Your objective - Beginning with the line containing "Practice. Pick out the neighboring" and ending with the last line of the records, set down every line exactly.

○ ○ ○

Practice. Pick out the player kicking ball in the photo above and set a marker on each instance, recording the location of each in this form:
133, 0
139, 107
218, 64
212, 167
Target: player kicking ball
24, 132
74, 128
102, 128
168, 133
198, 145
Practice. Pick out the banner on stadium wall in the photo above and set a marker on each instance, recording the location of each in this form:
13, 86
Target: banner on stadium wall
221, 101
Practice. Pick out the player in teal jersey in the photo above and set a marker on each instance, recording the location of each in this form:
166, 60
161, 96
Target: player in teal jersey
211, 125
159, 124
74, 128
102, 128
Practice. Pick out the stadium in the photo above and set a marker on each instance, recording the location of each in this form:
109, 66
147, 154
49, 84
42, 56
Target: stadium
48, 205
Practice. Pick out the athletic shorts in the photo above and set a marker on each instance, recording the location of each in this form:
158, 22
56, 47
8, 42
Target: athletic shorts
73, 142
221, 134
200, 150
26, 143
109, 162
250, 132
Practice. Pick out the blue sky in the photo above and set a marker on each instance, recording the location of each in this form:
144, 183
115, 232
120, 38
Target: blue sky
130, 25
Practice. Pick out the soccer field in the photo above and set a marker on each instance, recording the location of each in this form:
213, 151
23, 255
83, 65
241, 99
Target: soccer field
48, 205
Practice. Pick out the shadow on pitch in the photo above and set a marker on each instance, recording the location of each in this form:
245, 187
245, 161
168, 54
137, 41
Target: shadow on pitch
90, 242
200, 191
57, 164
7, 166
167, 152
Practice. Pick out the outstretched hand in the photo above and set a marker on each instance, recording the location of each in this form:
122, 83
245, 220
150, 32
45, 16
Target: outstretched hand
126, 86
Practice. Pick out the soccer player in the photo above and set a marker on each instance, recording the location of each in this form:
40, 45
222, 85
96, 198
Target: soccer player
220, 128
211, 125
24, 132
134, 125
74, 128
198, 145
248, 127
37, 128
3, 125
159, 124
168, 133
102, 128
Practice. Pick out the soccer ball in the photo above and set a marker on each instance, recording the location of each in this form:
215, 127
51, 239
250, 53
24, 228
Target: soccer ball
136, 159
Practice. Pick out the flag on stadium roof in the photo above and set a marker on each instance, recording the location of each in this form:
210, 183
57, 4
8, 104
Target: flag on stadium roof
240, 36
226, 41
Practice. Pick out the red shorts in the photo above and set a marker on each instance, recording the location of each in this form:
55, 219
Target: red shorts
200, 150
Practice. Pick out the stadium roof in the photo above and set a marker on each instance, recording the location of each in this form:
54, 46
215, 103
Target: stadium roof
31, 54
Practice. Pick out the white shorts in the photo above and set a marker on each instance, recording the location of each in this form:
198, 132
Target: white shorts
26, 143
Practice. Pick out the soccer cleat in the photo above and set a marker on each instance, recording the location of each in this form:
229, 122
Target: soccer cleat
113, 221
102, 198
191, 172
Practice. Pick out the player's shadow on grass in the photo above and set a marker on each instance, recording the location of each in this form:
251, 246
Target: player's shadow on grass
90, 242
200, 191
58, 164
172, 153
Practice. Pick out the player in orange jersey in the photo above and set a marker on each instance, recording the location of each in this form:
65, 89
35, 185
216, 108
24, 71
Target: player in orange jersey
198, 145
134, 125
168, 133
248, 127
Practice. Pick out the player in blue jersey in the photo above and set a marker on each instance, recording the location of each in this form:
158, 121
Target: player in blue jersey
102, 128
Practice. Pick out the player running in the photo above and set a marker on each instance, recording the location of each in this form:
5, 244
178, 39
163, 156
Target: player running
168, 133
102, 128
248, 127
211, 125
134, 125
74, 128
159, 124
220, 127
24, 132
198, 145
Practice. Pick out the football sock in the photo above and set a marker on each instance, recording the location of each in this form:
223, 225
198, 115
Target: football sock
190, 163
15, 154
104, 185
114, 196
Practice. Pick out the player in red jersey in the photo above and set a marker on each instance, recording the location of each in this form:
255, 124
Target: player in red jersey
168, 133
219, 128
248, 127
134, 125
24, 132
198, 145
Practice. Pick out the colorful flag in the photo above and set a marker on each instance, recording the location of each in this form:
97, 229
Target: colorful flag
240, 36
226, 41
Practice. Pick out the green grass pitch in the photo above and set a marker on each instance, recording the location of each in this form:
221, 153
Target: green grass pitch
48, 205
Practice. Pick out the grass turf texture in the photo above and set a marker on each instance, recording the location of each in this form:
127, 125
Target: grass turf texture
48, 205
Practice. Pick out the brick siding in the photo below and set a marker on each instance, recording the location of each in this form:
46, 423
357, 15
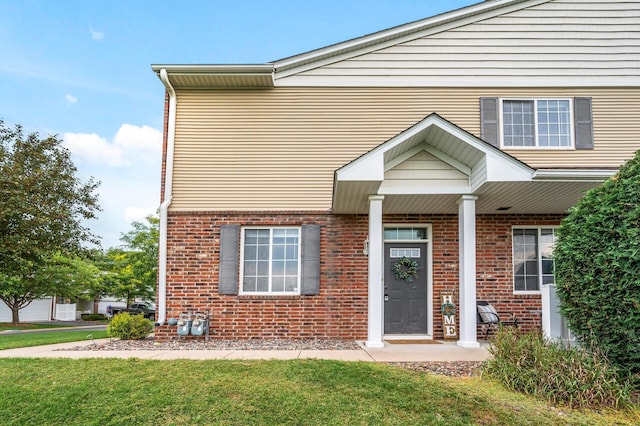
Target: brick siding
340, 310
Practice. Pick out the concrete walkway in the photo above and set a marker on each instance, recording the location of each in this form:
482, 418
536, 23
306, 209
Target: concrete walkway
438, 352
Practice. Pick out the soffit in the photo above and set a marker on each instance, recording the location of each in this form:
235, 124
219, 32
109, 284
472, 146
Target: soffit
218, 76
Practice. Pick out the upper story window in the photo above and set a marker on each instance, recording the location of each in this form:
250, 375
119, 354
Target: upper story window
551, 123
542, 123
270, 261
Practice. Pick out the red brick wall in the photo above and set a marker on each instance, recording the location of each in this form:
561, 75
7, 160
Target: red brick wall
340, 310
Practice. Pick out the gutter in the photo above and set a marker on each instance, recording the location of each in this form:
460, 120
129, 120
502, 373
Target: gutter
164, 207
576, 175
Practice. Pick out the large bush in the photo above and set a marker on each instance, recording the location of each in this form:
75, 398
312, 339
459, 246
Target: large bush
574, 377
597, 258
130, 327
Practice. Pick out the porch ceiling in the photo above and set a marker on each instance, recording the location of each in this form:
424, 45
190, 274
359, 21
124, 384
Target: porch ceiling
516, 197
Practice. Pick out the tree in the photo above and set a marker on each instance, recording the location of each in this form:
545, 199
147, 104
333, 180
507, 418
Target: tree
597, 258
42, 206
142, 243
131, 271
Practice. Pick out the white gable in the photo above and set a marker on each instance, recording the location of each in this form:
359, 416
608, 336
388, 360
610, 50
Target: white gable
541, 43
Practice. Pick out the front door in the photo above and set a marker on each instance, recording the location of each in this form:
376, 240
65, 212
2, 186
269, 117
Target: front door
405, 288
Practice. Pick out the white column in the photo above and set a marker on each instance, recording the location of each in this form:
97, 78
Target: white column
376, 319
467, 245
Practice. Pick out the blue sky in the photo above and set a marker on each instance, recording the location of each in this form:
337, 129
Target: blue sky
81, 69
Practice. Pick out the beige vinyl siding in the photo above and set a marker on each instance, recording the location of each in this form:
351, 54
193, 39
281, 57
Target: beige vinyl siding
557, 43
278, 149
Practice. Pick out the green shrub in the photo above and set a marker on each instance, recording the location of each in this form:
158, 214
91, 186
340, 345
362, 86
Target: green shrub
530, 364
597, 261
93, 317
130, 327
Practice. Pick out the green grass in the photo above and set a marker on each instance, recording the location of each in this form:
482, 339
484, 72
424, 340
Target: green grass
28, 326
309, 392
23, 340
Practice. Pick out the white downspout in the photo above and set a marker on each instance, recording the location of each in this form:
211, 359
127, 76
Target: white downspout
168, 180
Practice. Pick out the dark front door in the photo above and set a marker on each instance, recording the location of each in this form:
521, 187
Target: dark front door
405, 305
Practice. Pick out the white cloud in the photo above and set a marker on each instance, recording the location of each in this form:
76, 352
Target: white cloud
96, 35
138, 214
71, 99
131, 145
92, 148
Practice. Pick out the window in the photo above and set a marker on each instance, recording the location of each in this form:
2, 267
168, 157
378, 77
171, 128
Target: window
270, 260
542, 123
533, 258
405, 234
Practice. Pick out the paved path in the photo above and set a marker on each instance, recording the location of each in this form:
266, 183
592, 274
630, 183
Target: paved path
445, 351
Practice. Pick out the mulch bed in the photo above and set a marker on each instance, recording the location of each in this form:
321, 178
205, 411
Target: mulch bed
450, 368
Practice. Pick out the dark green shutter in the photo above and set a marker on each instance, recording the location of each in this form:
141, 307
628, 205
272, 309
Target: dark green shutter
489, 120
229, 250
583, 122
310, 260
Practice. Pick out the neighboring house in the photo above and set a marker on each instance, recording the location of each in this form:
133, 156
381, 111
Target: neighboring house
38, 310
292, 189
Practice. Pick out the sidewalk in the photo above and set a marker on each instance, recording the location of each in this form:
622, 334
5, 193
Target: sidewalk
436, 352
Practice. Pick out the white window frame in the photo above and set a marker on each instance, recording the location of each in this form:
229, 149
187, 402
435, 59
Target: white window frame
572, 137
539, 229
270, 292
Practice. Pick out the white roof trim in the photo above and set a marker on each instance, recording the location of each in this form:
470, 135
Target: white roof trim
214, 69
371, 166
566, 175
358, 46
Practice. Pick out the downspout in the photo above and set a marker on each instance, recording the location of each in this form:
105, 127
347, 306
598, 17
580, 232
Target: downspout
164, 207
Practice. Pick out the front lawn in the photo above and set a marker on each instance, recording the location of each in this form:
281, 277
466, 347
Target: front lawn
309, 392
23, 340
29, 326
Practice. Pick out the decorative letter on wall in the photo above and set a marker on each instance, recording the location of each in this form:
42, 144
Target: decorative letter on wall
448, 316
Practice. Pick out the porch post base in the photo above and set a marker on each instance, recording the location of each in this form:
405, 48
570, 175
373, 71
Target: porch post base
470, 344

○ ○ ○

Answer in full -
Practice. Pick out the neighboring house in the photo above and set a marker on each instance, recording the location of each in this form:
133, 156
381, 111
Target: neighboring house
38, 310
292, 189
Practice. Pick out the sidewalk in the photo above and set a marker on each instance, recording the location of each in this form:
622, 334
5, 193
Target: sidewalk
436, 352
Practice. Pick out the white window frame in the photo above and set a marker on each instance, recording the location of each in this form:
229, 149
187, 402
435, 59
Target: white window frame
572, 137
539, 229
270, 292
Practice. Pick out the white roof trim in the photo above and set a marker on each instance, recording the location of each in this form:
470, 135
Target: white roof trim
214, 69
371, 166
566, 175
358, 46
Practice. Pick out the downspout in the photo above and set a marker on each instance, recording the location of each in this form:
105, 127
347, 306
598, 17
580, 232
Target: downspout
164, 207
Practice. Pick out the front lawn in the photo above and set a marker on each instance, recording the location of each in this form:
281, 277
466, 347
Target: front lawn
309, 392
23, 340
29, 326
Practice. Pick out the decorative letter on wall in the photo above and set a marker on each instance, recording the location of each in this form:
42, 144
Target: decorative letter on wall
448, 316
Practice. Pick out the porch post base in the photo above and set a marker on each instance, recording the location of each in this form:
405, 48
570, 175
373, 71
Target: porch post base
470, 344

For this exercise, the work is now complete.